Data listing

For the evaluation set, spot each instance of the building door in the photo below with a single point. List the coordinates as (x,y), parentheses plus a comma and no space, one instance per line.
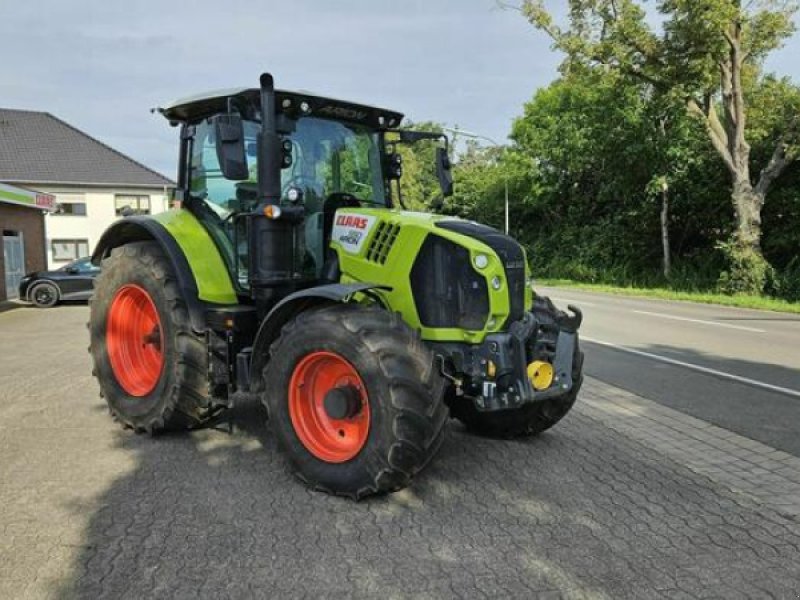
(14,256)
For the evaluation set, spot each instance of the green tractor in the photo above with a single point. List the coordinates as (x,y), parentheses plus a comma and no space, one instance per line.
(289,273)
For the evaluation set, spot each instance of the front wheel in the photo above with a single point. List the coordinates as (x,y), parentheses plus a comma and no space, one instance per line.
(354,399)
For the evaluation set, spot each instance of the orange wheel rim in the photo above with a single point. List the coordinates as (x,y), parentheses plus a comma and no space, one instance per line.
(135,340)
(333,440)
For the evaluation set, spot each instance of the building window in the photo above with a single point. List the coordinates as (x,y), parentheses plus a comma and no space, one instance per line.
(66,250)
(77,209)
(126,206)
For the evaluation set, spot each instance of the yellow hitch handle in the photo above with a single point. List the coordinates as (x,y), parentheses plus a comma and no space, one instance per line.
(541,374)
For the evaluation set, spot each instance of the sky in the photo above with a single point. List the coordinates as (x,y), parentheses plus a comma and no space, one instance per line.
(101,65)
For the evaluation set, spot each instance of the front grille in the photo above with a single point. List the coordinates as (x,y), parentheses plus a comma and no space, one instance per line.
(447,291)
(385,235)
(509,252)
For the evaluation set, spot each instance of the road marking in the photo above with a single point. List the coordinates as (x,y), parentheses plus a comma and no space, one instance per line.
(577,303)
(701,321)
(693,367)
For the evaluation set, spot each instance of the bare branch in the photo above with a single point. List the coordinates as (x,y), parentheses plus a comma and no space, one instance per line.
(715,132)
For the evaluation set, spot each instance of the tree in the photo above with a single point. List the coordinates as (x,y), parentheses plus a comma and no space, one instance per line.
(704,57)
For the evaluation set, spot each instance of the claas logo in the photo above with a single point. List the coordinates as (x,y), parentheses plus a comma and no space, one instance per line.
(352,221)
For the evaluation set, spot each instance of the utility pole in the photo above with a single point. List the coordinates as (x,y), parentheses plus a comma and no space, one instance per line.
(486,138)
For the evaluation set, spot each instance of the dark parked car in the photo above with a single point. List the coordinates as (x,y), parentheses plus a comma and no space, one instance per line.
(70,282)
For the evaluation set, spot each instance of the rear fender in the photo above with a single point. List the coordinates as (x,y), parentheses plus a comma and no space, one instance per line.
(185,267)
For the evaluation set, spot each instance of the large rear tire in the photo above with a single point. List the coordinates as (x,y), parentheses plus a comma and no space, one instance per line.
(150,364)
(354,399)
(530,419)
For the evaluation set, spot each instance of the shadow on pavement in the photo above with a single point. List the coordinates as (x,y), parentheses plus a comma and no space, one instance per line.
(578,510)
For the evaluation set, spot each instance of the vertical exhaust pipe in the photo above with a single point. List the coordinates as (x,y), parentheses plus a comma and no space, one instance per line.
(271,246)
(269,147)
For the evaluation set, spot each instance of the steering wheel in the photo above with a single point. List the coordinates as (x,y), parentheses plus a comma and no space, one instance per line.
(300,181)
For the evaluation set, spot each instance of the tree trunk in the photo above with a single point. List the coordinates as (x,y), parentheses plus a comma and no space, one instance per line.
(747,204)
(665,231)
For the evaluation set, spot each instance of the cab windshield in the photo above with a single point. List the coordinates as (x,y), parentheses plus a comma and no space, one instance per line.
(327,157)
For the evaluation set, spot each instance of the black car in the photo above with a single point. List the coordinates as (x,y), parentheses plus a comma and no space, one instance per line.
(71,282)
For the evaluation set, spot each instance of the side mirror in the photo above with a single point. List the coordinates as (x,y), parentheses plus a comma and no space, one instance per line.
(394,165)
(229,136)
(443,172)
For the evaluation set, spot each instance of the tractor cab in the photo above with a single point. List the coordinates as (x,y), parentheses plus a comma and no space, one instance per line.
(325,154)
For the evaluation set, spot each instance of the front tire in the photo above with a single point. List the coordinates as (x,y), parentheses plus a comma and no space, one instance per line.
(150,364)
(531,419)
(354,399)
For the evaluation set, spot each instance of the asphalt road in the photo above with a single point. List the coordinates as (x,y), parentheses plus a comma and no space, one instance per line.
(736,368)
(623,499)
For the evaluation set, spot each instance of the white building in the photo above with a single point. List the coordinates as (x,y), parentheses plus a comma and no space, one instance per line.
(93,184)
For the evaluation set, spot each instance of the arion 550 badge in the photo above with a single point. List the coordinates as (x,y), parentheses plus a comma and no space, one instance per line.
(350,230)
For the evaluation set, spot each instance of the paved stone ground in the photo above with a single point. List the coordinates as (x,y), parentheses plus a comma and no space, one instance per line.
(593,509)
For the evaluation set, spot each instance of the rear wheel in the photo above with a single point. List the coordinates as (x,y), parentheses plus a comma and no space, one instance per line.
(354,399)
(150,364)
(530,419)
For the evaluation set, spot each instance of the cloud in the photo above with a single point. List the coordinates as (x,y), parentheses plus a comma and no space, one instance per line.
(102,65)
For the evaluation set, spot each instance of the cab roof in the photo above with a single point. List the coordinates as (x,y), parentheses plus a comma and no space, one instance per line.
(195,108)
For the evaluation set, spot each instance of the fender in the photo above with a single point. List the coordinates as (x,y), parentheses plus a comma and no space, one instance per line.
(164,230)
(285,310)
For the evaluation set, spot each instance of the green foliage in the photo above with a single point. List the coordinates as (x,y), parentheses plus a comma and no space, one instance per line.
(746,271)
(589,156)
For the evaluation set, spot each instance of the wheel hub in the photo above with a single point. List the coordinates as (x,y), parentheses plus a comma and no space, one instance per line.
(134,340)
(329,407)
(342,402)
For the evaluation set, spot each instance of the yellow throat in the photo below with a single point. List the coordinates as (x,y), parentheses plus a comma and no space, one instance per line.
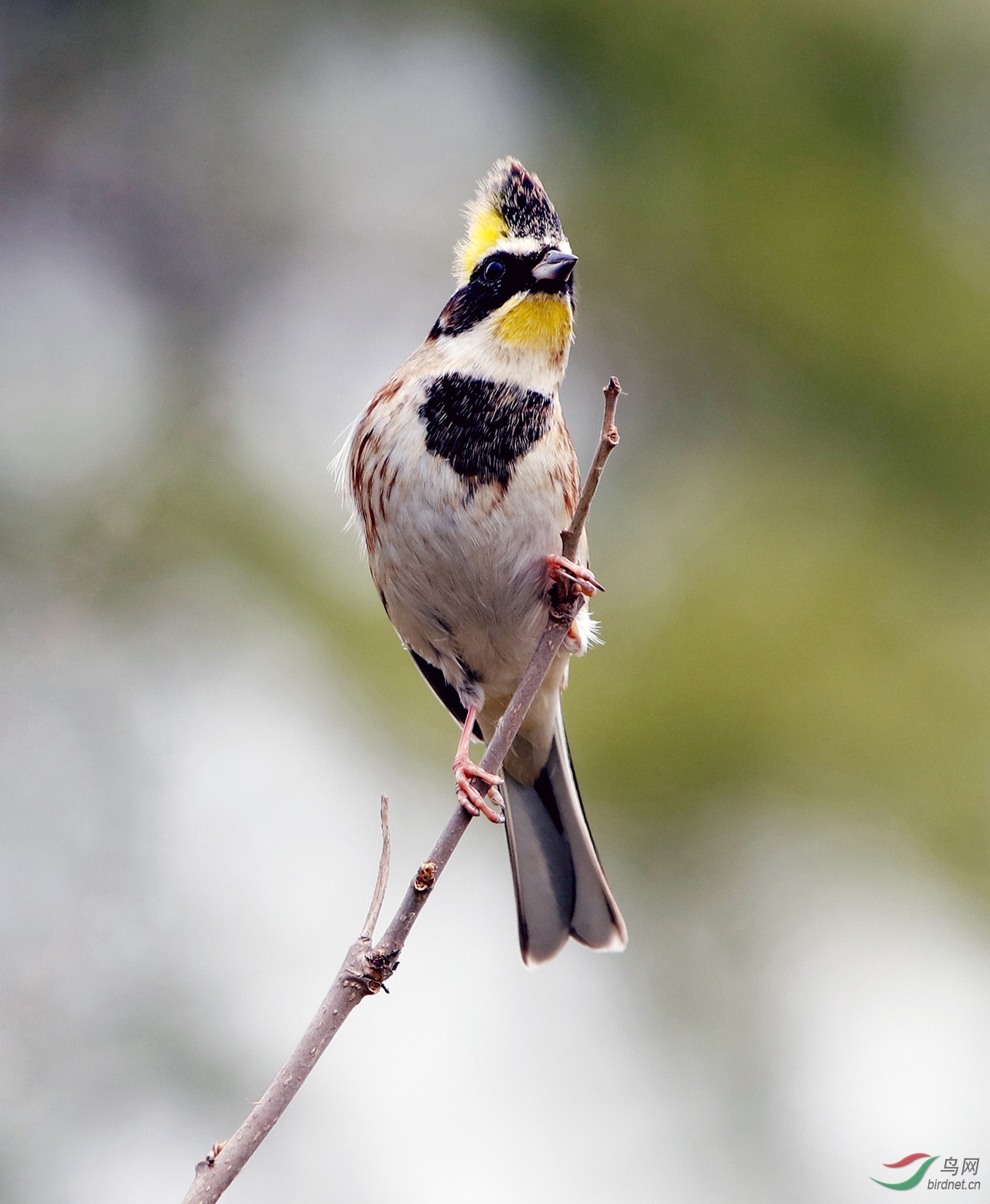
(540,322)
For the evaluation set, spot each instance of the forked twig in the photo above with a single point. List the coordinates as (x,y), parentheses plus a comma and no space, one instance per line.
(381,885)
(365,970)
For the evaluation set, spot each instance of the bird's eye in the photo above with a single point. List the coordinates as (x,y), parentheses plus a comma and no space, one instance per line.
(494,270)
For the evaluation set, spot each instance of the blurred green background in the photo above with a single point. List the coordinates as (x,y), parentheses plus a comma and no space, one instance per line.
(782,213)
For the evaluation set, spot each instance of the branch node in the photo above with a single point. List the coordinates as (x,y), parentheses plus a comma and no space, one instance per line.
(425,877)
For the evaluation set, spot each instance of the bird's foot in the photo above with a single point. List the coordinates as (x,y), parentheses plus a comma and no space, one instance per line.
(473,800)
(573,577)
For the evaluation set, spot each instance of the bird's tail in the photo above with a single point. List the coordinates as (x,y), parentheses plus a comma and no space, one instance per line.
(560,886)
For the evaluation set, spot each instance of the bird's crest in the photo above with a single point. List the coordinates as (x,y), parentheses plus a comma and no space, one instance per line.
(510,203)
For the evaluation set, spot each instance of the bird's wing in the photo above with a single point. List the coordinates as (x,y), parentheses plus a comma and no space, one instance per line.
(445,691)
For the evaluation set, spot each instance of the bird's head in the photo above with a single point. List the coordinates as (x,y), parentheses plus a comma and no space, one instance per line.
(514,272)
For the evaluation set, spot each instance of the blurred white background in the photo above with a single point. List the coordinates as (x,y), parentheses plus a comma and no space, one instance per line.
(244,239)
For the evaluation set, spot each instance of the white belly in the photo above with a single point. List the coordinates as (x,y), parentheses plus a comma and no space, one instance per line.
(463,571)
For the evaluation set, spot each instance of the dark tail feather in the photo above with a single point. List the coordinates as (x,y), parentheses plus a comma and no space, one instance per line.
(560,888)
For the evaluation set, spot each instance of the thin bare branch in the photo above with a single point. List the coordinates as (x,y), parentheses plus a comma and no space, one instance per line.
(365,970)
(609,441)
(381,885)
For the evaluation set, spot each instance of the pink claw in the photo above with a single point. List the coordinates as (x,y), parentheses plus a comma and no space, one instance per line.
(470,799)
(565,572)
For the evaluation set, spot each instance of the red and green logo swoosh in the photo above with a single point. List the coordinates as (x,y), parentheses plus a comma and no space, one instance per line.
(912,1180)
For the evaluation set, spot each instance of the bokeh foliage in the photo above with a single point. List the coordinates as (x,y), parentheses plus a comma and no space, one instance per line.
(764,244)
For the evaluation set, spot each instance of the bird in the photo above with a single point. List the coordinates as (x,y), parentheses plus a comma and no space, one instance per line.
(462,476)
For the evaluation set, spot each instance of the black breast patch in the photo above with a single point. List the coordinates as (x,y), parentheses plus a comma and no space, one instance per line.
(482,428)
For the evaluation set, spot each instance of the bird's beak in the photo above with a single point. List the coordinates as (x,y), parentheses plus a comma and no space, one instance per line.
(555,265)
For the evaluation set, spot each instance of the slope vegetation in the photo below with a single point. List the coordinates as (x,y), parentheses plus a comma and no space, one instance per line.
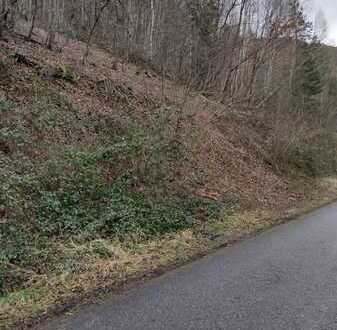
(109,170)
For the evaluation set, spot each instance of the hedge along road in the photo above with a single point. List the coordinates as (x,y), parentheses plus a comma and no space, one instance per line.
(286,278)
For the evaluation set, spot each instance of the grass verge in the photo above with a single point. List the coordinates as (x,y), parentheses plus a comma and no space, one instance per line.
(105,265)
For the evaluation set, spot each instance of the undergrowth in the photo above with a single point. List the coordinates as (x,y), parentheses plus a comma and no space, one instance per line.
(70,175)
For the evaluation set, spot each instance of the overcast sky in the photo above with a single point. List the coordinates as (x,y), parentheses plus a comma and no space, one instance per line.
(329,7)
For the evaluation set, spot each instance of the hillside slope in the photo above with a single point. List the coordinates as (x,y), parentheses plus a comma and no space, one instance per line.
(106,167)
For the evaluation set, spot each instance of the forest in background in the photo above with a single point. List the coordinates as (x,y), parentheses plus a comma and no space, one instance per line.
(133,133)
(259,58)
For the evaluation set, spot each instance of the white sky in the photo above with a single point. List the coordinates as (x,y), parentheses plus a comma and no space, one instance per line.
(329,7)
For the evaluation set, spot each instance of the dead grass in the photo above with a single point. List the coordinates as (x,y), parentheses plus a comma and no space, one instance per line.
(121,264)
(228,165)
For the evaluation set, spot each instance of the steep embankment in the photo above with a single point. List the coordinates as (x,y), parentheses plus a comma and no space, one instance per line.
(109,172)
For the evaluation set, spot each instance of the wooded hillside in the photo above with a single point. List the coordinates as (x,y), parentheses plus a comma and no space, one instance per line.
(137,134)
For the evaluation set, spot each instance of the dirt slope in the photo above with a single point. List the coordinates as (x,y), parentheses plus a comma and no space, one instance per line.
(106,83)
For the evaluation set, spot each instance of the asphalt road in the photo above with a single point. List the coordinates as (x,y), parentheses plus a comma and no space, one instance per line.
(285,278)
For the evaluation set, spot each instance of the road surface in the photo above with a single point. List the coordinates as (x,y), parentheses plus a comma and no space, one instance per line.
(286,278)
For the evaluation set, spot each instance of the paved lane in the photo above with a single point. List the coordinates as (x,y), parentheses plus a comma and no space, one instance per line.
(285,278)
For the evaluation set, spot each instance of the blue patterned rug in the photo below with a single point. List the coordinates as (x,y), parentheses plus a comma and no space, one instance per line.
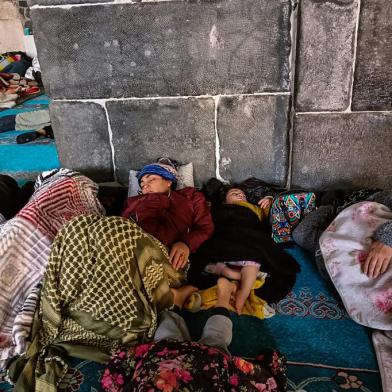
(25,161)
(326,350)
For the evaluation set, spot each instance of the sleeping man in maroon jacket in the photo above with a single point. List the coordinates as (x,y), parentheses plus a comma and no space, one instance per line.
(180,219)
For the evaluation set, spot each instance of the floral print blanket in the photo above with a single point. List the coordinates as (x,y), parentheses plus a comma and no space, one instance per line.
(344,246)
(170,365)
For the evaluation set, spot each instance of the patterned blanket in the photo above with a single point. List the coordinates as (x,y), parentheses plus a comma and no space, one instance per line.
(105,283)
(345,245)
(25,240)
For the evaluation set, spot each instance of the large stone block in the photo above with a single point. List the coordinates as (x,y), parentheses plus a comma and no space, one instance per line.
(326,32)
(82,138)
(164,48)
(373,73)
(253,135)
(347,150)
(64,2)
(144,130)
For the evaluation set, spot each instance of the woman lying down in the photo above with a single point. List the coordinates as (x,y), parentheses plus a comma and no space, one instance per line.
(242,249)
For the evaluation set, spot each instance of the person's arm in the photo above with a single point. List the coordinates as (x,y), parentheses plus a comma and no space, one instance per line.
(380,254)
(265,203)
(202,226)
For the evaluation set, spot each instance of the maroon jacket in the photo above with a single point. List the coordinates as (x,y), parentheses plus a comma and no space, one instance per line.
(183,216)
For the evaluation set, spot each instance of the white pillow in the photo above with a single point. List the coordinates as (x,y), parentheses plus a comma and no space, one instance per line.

* _Task brief_: From the line holding "For the evaluation set, spot each instance of the patterned" to the last line of the records, quote each line exactly and add nothing.

* _Problem solution_:
For the evaluation set, spot each instance of the patterned blanket in the photo above with a single point. List the coordinates as (x,y), parentheses plus a comma and no space, one instance per line.
(105,283)
(345,245)
(25,240)
For the evaluation set, spot each instance of the large stone block in the photo above with a single point. List the coordinates as (x,y), parentheses plus a comma and no space, one instance per line.
(326,32)
(82,138)
(164,48)
(373,73)
(253,135)
(347,150)
(64,2)
(144,130)
For the evaluation set, spot each instance of the woman lying down in the photo above with a single point. List the coordinates as (x,y), parentheses plus a comma and no space, one instance per line.
(242,249)
For the evaluation set, spot each instance of the person's arm in the photo above with a single point. List the coordinates as (x,y), parentheses plus a comma and no space, one instance per line.
(380,254)
(265,203)
(202,226)
For the evaluation set, spot each instance of the maroon jacket in the photo above with a single point. List the coordinates as (x,y), parentheses plus a comma and no space, one instance per line.
(183,216)
For the evaluation set, spot each instance of the white pillow in the photo above with a single point. List the coordinates as (x,y), parentheses plus a comma and no space, one instance per line.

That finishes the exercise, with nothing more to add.